**RAW RECORDS:**

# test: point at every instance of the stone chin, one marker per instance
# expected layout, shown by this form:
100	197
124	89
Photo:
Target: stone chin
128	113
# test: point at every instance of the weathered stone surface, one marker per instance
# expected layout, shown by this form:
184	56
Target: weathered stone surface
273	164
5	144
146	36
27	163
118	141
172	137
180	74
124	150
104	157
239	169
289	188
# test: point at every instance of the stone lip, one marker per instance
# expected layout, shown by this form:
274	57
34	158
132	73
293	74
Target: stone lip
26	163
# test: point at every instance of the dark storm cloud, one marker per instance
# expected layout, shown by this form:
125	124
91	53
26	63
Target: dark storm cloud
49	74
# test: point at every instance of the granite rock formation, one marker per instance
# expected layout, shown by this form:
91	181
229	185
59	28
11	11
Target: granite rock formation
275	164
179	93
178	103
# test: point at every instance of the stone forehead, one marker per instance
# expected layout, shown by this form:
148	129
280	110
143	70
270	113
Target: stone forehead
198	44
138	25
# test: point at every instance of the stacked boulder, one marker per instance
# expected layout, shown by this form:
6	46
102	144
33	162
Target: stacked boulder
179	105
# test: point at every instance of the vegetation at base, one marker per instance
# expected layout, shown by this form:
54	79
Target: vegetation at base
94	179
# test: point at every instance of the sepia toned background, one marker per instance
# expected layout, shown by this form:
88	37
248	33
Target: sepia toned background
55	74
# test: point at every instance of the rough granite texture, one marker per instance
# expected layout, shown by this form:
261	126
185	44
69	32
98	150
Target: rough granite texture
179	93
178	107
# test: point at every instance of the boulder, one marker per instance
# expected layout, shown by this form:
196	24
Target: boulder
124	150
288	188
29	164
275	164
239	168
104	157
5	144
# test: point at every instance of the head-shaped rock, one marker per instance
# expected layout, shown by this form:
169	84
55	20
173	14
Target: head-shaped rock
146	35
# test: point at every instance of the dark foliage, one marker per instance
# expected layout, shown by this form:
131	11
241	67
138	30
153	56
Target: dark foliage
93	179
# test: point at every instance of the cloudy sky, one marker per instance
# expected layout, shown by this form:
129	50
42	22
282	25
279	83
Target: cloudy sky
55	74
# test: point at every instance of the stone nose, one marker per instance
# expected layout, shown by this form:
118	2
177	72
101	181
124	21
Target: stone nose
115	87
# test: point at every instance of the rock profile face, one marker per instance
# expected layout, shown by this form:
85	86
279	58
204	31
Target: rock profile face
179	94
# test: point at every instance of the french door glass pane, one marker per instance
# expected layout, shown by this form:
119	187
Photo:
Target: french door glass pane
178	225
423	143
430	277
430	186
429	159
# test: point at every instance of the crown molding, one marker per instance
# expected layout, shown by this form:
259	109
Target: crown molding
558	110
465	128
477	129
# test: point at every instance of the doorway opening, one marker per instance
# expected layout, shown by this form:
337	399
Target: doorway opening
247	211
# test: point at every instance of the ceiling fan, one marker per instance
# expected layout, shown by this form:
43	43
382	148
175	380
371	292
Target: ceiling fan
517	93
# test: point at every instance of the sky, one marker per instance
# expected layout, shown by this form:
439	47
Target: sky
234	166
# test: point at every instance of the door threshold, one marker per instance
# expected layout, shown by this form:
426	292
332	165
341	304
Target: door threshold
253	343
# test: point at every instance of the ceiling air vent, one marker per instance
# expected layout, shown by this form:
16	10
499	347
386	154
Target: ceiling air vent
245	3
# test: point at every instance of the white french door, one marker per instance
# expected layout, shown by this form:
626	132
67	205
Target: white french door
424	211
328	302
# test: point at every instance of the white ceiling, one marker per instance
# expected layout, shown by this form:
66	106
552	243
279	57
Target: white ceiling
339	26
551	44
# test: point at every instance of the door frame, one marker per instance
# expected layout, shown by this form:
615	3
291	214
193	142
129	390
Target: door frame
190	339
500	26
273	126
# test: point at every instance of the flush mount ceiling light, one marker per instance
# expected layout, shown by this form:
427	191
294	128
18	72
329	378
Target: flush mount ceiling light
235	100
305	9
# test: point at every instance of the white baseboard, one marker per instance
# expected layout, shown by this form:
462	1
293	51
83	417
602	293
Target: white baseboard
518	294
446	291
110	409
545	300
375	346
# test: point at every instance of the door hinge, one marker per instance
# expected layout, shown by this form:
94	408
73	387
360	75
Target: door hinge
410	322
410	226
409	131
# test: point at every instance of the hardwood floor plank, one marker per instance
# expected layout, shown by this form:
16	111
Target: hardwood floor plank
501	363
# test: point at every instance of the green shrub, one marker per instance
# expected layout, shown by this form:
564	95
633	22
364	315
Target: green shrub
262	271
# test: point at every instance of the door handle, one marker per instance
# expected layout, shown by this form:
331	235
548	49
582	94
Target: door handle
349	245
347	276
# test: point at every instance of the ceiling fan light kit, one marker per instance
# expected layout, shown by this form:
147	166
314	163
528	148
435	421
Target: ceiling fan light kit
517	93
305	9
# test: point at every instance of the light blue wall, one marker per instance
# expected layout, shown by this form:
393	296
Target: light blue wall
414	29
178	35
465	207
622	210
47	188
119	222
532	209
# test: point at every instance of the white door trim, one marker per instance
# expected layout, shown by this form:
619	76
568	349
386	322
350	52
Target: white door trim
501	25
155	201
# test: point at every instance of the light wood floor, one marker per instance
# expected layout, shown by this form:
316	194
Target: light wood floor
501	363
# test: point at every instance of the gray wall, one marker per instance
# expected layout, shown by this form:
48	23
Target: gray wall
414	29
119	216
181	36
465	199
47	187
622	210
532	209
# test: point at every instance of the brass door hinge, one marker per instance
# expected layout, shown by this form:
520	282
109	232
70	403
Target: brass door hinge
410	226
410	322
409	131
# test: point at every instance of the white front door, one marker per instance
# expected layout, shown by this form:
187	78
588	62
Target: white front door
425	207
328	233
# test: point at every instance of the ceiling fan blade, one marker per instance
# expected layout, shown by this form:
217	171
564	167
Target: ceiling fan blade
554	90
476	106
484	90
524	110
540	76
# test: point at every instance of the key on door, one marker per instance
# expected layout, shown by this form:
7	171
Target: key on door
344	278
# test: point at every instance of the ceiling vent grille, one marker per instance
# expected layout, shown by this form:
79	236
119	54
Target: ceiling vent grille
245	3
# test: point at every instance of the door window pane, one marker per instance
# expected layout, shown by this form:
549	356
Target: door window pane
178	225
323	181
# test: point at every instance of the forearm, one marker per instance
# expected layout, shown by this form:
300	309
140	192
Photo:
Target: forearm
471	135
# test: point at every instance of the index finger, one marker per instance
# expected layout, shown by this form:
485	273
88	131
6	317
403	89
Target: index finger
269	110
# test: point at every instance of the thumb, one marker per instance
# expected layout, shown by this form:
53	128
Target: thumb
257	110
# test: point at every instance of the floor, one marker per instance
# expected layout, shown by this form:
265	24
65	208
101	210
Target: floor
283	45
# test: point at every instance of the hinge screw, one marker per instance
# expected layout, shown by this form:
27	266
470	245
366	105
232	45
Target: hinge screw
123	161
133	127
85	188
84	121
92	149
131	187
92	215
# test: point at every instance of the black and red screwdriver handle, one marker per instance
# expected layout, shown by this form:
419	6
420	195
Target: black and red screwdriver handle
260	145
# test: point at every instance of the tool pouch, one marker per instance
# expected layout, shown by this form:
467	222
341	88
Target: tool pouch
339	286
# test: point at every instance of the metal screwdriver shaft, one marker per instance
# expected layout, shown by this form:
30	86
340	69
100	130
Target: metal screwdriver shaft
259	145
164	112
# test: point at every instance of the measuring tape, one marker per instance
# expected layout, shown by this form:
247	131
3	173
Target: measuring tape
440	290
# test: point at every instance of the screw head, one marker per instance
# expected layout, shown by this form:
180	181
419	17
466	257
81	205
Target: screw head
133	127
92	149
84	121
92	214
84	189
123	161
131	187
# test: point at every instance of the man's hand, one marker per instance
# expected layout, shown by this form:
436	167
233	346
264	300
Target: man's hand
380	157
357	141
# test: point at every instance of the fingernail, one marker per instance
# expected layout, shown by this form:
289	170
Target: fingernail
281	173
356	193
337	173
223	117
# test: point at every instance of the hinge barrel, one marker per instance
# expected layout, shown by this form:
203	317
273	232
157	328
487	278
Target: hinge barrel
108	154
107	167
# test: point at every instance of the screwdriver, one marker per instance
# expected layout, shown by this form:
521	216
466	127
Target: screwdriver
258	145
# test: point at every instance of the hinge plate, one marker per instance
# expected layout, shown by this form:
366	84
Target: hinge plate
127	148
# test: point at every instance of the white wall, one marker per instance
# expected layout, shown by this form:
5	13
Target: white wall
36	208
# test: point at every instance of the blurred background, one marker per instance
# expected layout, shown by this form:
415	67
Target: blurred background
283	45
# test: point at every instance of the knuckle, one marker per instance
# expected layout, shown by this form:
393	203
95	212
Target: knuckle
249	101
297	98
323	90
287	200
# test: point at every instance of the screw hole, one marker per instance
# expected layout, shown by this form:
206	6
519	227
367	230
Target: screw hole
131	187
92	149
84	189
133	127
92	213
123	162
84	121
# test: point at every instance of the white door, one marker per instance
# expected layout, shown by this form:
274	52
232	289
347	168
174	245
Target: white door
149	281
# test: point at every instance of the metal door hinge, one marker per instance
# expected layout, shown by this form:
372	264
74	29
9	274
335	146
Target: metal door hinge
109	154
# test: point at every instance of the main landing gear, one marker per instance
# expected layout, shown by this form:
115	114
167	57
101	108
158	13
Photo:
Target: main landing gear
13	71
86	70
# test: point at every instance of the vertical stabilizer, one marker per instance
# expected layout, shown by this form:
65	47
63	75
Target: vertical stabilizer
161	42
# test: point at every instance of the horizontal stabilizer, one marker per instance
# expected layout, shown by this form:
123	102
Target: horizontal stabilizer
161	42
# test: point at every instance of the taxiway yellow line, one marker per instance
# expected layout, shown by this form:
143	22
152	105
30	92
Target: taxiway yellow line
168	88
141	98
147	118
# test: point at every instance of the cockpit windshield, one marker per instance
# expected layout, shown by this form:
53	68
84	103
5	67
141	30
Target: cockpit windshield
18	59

**WRITTEN TASK:** Render everything from the line containing "# test: point at every instance of the cockpit" down to the end of the listing as a JSON list of strings, one string per line, with blank lines left out.

**TASK ANSWER:**
[
  "# test: point at every instance of the cockpit windshield, one marker per instance",
  "# expected layout, shown by this form:",
  "53\t68",
  "84\t103",
  "5\t67",
  "141\t30",
  "Target: cockpit windshield",
  "18\t59"
]